_課題_:
本文の values.yaml で executor の env に設定されている環境変数を、名前と値の組で一つ残らず挙げてください。

_本文抜粋_:
"""
[Rust] BallistaとDataFusionで作る分散処理基盤：2億行を1.17秒で集計する

Posted at 2026-05-19

こんにちは。トルコでデータエンジニアをしているArdaです。
これがQiitaでの初めての投稿になります。よろしくお願いします。

トピックス

Ballista Local Deployment
Rust コード　説明
コード　Execution
メトリクス & パフォーマンス

環境

Colima: 0.9.1
Kubernetes: v1.x.x (Colima内蔵)
Rust: 1.92 (bookworm)
Ballista: 51.0.0
DataFusion: 51.0.0
Arrow: 57.3.0
Parquet: 57.3.0
Tokio: 1.0
Protobuf: libprotoc 33.4
Helm: 3.x.x

Ballista Local Deployment

Ballistaは分散型なので、デプロイしなければなりません。始めましょう！

Helm Configs

values.yaml

clusterName: ballista-cluster　
image:
  repository: ballista-local
  pullPolicy: IfNotPresent
  tag: "latest"

scheduler:
  replicaCount: 1
  port: 50050
  uiPort: 80
  args:
    - "--bind-host=0.0.0.0"
    - "--bind-port=50050"
    - "--external-host=ballista-cluster-scheduler"
  resources:
    requests:
      cpu: "500m"
      memory: "512Mi"
    limits:
      cpu: "1"
      memory: "1Gi"

executor:
  replicaCount: 2
  port: 50051
  resources:
    requests:
      cpu: "1"
      memory: "1Gi"
    limits:
      cpu: "2"
      memory: "2Gi"
  args:
    - "--bind-port=50051"
    - "--bind-grpc-port=50052"
    - "--scheduler-host=ballista-cluster-scheduler"
    - "--scheduler-port=50050"
  env:
    - name: BALLISTA_SCHEDULER_HOST
      value: "ballista-cluster-scheduler"
    - name: BALLISTA_SCHEDULER_PORT
      value: "50050"
    - name: RUST_LOG
      value: "info"

storage:
  capacity: 20Gi
  accessMode: ReadWriteOnce
  hostPath: "/mnt"

templates/executor-deployment.yaml

apiVersion: apps/v1
kind: Deployment
metadata:
  name: {{ include "ballista.fullname" . }}-executor
spec:
  replicas: {{ .Values.executor.replicaCount }}
  selector:
    matchLabels:
      app: ballista-executor
  template:
    metadata:
      labels:
        app: ballista-executor
        ballista-cluster: {{ .Values.clusterName }}
    spec:
      enableServiceLinks: false
      containers:
        - name: ballista-executor
          image: "{{ .Values.image.repository }}/ballista-executor:{{ .Values.image.tag }}"
"""
_提供データ_:
"""
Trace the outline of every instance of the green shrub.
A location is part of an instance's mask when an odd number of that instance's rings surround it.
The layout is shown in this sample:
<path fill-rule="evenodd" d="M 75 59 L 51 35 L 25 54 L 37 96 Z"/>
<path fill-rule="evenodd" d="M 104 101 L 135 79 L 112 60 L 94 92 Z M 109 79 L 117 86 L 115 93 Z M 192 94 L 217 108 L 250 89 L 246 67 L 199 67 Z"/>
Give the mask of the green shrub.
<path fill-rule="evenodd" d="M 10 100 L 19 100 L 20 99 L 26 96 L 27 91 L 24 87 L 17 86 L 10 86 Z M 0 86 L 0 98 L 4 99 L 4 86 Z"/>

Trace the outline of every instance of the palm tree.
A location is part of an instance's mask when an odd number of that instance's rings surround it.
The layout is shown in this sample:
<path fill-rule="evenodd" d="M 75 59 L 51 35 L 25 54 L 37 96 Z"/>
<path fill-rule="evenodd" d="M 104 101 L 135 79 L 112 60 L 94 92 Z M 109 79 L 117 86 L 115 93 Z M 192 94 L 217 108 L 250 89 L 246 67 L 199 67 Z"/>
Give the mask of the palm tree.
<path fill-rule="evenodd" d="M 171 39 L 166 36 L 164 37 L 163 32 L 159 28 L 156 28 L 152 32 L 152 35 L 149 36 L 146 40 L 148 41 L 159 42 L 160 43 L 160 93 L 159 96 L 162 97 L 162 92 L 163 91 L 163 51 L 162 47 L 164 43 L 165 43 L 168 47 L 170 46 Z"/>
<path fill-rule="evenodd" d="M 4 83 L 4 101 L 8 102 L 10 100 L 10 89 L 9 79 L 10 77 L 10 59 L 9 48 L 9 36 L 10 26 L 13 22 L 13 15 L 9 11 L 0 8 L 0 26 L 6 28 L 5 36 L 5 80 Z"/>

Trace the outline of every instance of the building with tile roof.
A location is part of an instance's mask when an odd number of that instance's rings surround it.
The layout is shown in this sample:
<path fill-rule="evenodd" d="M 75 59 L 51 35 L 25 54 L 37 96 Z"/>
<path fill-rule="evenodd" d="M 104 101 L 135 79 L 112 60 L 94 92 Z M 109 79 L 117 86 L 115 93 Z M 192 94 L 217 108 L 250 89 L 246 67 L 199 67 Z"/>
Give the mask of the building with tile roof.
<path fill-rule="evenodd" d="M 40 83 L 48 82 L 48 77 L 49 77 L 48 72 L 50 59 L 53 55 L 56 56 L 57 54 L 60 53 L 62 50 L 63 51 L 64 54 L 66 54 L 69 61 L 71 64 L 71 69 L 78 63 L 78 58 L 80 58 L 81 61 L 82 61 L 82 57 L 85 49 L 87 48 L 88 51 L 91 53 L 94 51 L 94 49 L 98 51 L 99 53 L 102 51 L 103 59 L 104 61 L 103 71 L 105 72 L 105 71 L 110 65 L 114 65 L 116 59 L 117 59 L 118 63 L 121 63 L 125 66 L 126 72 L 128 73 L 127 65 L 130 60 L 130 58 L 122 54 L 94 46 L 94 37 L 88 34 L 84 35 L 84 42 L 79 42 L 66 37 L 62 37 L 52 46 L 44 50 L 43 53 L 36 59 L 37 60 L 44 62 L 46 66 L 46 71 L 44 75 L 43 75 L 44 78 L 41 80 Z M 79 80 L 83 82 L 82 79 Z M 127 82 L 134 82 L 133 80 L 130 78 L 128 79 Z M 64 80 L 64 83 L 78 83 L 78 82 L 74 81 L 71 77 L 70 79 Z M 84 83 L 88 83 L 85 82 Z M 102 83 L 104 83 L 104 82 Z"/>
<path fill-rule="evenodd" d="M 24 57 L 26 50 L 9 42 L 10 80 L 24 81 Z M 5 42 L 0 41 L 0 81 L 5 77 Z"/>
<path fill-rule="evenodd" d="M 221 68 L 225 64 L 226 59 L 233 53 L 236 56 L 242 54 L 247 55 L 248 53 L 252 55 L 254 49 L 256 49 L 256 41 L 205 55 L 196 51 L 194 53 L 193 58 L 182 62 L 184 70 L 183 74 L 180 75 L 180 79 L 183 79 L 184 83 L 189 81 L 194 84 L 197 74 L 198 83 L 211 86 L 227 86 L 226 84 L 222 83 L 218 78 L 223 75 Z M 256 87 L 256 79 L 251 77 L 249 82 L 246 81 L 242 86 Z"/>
"""
_解答_:
- BALLISTA_SCHEDULER_HOST：ballista-cluster-scheduler
- BALLISTA_SCHEDULER_PORT：50050
- RUST_LOG：info